▸ **EXTRAIT DU TEXTE**
☆ ☆ ☆
Viendra le référendum. Peut-être qu'en votant Non les Grecs choisiront courageusement de couper les amarres avec les créanciers qui les étranglent petit à petit depuis des années, rejoignant la liste de pays comme l'Argentine privés de tout accès aux marchés financiers internationaux et devant vivre sur leurs seules forces. Cela obligera le gouvernement à introduire une Nouvelle Drachme et à faire preuve de parcimonie dans ses dépenses - impossible de continuer à s'offrir une paix sociale à crédit, ce qui est plutôt une bonne chose, mais qui sera bien difficile à avaler de la part d'un gouvernement d'extrême-gauche.

Si les Grecs votent Oui, la situation sera autrement plus chaotique ; on peut vraisemblablement s'attendre à ce que le gouvernement Syriza démissionne et à de nouvelles élections, bien malin qui peut dire quel parti en sortira vainqueur. L'UE aura reçu mandat pour s'atteler encore une fois à un nouveau plan d'aide, forcément insuffisant puisque la dette grecque n'est pas soutenable ; ce qui amènera de nouvelles mesures de rigueur, etc. donc un probable retour à la case départ qui a amené Syriza à cristalliser le mécontentement. Là encore l'introduction d'une nouvelle monnaie locale semble quasiment inévitable.

Les Grecs se préparent quoi qu'il advienne à des lendemains difficiles (leurs banques devraient faire faillite le 6 juillet) mais au moins en quittant l'euro et l'Union Européenne auront-ils une chance de reprendre pour de bon leur destin en main, et tant pis pour la monnaie unique.

Le Chaos dans l'Union Européenne

La cessation de paiement grecque résonne comme un échec bien plus grave pour l'Union Européenne que pour la Grèce et ses 11 millions d'habitants.
☆ ☆ ☆
▸ **CONSIGNES ET EXERCICES**
• a. Modifiez le passage sur la crise grecque en le recopiant depuis « Viendra le référendum. » jusqu'à « d'un gouvernement d'extrême-gauche. » inclus, avec « Nouvelle Drachme » remplacé par « nouvelle monnaie nationale ».
• b. D'après le passage sur la crise grecque, à quelle date les banques grecques devraient-elles faire faillite ?
• c. Poursuivez, s'il vous plaît, le passage sur la crise grecque à partir de sa dernière phrase.

▸ **Entrées d'annotation de localisation d'images**
☆ ☆ ☆
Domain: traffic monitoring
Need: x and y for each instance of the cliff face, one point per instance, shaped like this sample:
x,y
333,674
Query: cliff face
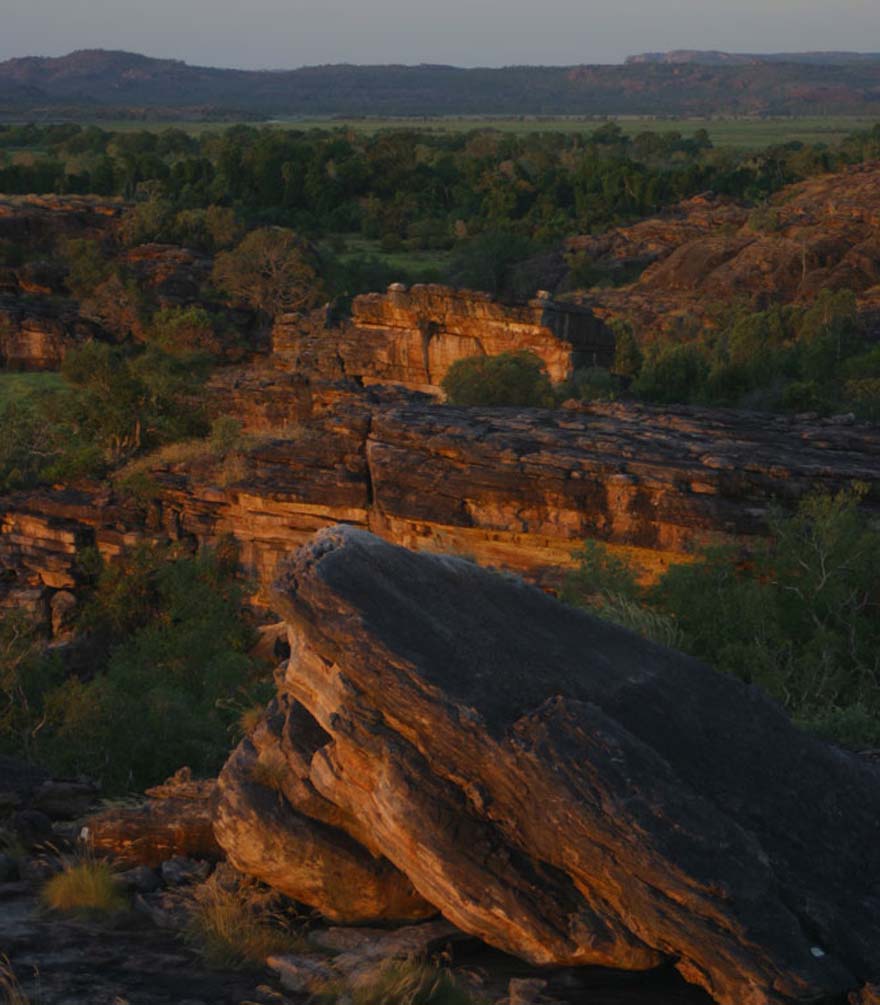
x,y
38,221
412,337
515,489
820,234
35,335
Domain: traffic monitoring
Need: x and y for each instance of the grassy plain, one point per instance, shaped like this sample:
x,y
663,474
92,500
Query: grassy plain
x,y
743,133
15,387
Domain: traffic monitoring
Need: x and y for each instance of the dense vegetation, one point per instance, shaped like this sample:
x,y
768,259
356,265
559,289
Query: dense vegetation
x,y
114,403
402,188
167,672
811,358
797,614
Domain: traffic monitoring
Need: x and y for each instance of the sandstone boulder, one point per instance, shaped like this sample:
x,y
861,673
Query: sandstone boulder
x,y
176,821
275,826
562,789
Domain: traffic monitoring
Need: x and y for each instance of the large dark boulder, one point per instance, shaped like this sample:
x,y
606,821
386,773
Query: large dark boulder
x,y
566,790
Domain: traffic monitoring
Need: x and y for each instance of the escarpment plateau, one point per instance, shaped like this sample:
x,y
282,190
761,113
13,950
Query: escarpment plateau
x,y
552,783
515,488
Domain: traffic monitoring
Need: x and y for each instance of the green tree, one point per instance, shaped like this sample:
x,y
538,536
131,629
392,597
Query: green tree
x,y
269,270
517,378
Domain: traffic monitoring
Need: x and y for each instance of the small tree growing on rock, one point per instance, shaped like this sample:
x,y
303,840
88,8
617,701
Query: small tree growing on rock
x,y
270,271
507,379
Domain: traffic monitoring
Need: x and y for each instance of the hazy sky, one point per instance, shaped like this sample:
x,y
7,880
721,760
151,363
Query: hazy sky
x,y
287,33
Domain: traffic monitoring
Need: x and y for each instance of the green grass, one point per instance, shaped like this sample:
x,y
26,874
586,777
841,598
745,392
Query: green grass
x,y
15,387
401,982
11,992
413,262
741,133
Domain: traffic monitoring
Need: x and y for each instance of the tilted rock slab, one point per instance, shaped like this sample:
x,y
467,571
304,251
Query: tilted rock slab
x,y
563,789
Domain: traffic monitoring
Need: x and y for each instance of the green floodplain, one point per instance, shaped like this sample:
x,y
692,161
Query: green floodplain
x,y
741,133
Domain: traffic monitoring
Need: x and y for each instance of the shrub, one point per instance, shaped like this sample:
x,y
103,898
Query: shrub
x,y
517,378
672,374
87,266
83,884
270,270
590,384
170,650
231,928
600,573
185,332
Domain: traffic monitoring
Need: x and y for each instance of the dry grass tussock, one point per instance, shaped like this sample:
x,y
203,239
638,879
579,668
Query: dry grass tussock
x,y
401,982
85,883
230,928
269,770
11,992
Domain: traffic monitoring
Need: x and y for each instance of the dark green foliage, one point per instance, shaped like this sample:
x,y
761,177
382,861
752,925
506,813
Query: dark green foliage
x,y
508,379
673,373
171,669
408,189
628,357
489,261
798,615
793,359
114,404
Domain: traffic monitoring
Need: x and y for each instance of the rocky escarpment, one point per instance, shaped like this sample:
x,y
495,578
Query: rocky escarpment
x,y
517,489
36,334
819,234
412,337
557,786
38,221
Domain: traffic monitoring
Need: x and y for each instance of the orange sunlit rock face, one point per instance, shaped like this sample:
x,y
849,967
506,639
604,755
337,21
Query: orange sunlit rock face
x,y
515,489
553,784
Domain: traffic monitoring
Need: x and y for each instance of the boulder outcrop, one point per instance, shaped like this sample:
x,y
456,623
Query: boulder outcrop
x,y
560,788
412,337
38,221
819,234
35,335
516,489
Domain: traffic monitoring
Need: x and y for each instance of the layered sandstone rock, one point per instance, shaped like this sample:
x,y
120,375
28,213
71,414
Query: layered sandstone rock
x,y
560,788
819,234
41,220
412,337
35,335
274,825
517,489
177,819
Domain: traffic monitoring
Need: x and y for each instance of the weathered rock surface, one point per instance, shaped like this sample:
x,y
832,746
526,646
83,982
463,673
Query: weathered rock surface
x,y
35,335
176,821
517,489
567,791
819,234
261,822
40,220
412,337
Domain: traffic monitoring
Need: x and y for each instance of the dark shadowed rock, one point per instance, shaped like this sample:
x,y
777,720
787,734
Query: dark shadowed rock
x,y
567,791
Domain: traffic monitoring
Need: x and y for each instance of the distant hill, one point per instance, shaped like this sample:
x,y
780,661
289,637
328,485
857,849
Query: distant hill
x,y
714,57
97,81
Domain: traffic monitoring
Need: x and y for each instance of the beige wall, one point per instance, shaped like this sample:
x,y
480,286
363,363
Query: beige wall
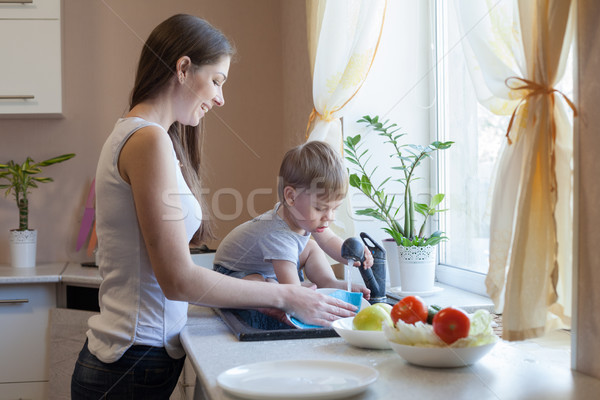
x,y
586,319
267,102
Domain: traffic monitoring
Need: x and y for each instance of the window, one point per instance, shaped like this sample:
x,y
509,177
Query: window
x,y
420,81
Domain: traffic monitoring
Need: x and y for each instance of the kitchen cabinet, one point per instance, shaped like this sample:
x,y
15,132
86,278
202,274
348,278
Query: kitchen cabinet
x,y
24,312
30,72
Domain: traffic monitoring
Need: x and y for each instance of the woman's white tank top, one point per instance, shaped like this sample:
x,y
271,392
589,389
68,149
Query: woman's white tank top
x,y
133,308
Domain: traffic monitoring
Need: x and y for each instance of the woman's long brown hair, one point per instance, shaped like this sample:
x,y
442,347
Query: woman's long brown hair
x,y
178,36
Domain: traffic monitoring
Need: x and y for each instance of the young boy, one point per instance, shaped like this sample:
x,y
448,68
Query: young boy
x,y
276,245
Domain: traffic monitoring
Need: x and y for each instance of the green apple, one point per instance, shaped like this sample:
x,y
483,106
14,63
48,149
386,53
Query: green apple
x,y
372,318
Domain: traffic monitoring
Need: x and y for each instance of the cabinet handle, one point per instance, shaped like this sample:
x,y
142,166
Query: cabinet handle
x,y
16,96
13,301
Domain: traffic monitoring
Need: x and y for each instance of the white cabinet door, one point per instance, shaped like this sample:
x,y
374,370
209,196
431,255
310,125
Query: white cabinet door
x,y
31,66
24,312
34,9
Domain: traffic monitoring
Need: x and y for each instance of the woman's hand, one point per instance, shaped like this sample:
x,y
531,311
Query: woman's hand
x,y
315,308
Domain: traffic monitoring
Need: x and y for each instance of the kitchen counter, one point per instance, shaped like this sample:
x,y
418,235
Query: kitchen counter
x,y
534,369
47,273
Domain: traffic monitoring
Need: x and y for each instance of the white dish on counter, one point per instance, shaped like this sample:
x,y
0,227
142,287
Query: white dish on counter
x,y
364,339
397,290
441,357
297,379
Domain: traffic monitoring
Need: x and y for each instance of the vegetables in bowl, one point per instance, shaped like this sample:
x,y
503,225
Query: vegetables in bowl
x,y
423,335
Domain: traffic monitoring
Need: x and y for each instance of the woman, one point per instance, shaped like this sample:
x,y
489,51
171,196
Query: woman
x,y
147,215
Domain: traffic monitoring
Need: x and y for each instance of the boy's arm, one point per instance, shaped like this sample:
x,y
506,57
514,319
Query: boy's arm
x,y
332,245
286,271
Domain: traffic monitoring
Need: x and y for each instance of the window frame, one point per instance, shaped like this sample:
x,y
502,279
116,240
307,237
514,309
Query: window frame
x,y
453,275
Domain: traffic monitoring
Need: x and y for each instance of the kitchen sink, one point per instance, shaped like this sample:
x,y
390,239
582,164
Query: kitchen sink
x,y
252,325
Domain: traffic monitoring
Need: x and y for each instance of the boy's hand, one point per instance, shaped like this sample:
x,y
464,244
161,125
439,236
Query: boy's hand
x,y
368,263
361,288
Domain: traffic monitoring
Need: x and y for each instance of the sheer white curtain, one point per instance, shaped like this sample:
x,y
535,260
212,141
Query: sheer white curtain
x,y
343,37
516,51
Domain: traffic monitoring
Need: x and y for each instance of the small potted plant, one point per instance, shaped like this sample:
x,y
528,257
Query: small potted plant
x,y
20,180
416,248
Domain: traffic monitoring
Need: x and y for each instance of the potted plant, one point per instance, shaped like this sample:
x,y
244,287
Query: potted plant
x,y
20,180
416,248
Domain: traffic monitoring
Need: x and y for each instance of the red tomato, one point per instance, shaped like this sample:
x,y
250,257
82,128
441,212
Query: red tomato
x,y
410,310
451,324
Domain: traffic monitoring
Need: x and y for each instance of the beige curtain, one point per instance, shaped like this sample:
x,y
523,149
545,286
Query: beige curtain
x,y
516,51
343,37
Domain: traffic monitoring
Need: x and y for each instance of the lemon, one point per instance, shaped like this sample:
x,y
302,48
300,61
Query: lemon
x,y
372,318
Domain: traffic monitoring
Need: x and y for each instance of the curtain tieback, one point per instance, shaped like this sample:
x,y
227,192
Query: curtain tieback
x,y
534,89
327,116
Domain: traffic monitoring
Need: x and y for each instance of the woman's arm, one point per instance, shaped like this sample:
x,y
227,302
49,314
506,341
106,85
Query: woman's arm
x,y
146,162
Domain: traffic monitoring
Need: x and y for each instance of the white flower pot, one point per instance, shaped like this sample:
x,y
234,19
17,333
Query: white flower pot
x,y
23,248
393,272
417,268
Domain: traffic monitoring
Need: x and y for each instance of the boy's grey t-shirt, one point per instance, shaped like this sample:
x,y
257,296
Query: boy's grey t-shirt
x,y
252,245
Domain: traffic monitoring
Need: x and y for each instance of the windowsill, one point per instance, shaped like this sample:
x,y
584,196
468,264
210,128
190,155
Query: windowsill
x,y
453,296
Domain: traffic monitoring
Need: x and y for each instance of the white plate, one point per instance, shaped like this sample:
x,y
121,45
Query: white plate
x,y
364,339
398,291
297,379
441,357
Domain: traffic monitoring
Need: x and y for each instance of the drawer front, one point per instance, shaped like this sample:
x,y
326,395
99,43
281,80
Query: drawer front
x,y
31,9
24,312
30,71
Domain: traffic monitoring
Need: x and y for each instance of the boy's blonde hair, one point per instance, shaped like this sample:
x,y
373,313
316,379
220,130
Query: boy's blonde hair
x,y
315,166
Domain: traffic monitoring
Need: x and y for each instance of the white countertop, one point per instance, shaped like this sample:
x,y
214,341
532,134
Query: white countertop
x,y
535,369
75,274
47,273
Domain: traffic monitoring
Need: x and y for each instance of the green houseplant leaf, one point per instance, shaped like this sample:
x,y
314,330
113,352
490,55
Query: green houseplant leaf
x,y
19,179
407,157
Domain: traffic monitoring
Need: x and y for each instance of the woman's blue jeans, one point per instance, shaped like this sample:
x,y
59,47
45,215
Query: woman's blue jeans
x,y
143,372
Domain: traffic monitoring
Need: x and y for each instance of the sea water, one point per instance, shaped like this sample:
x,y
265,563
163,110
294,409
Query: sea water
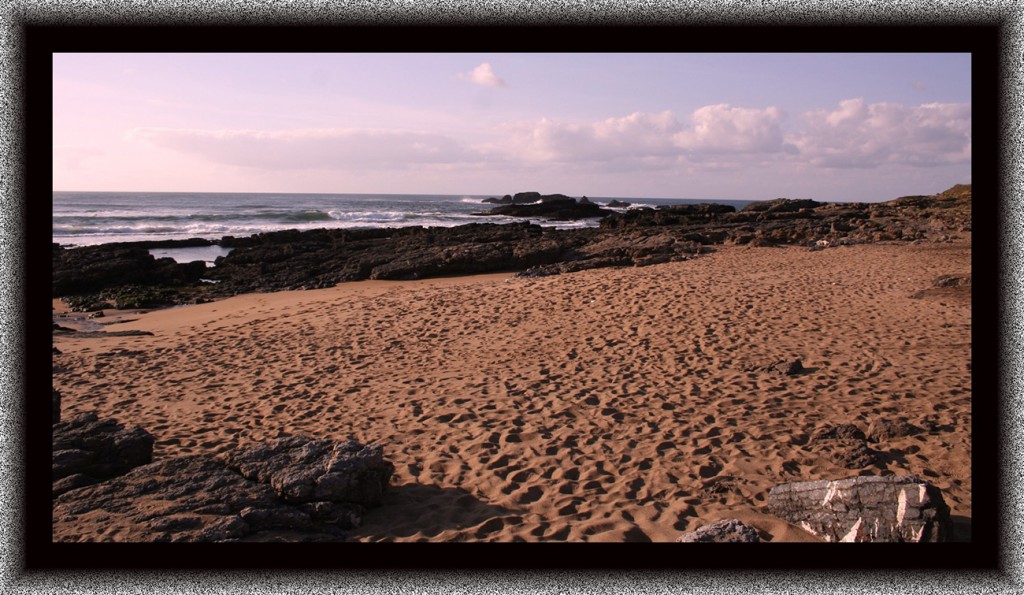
☆ ☆ ☆
▸ **RÉPONSES PAR CONSIGNE**
• a.
Viendra le référendum. Peut-être qu'en votant Non les Grecs choisiront courageusement de couper les amarres avec les créanciers qui les étranglent petit à petit depuis des années, rejoignant la liste de pays comme l'Argentine privés de tout accès aux marchés financiers internationaux et devant vivre sur leurs seules forces. Cela obligera le gouvernement à introduire une nouvelle monnaie nationale et à faire preuve de parcimonie dans ses dépenses - impossible de continuer à s'offrir une paix sociale à crédit, ce qui est plutôt une bonne chose, mais qui sera bien difficile à avaler de la part d'un gouvernement d'extrême-gauche.

• b. Le 6 juillet.

• c.
L'UE est un projet politique qui s'inscrit dans le sens de l'histoire telle que ses élites se l'imaginent. Dans cette conception du projet européen, tout retour en arrière est impossible, la fusion est l'objectif et la vitesse de progression la seule possibilité d'ajustement. La faillite de la Grèce fera s'effondrer ce château de cartes idéologique. L'UE apparaîtra comme faillible, la zone euro comme friable et le projet européen comme chimérique.

Si les élites européennes ont fait preuve de tant de fermeté face à la dette grecque, ce n'est pas que pour sauver les banques et leurs bilans mais également pour faire barrage aux clones de Syriza aux portes du pouvoir dans d'autres pays en crise de l'Europe, comme Podemos en Espagne. L'idéal eut été de briser et de décrédibiliser Syriza en forçant Alexis Tsipras à démissionner tout en acceptant le programme de la Troïka, mais malheureusement le destin ne se plie pas forcément au script prévu.

Comment chasse-t-on un pays de la zone euro? Le peut-on seulement? Et qu'en est-il de l'Union Européenne? Peut-elle expulser un de ses membres? Comment? Et que faire si le mauvais élève se révèle récalcitrant?

Les élites politiques de l'UE auront bien du pain sur la planche pour savoir comment détricoter les dizaines de traités croisés qui constituent le désormais bien mal nommé "acquis européen" - ainsi que l'attribution des 312 milliards d'euros d'ardoise que la Grèce ne remboursera probablement jamais. On verra bien ce que donnent ces fameux stress tests bancaires finalement...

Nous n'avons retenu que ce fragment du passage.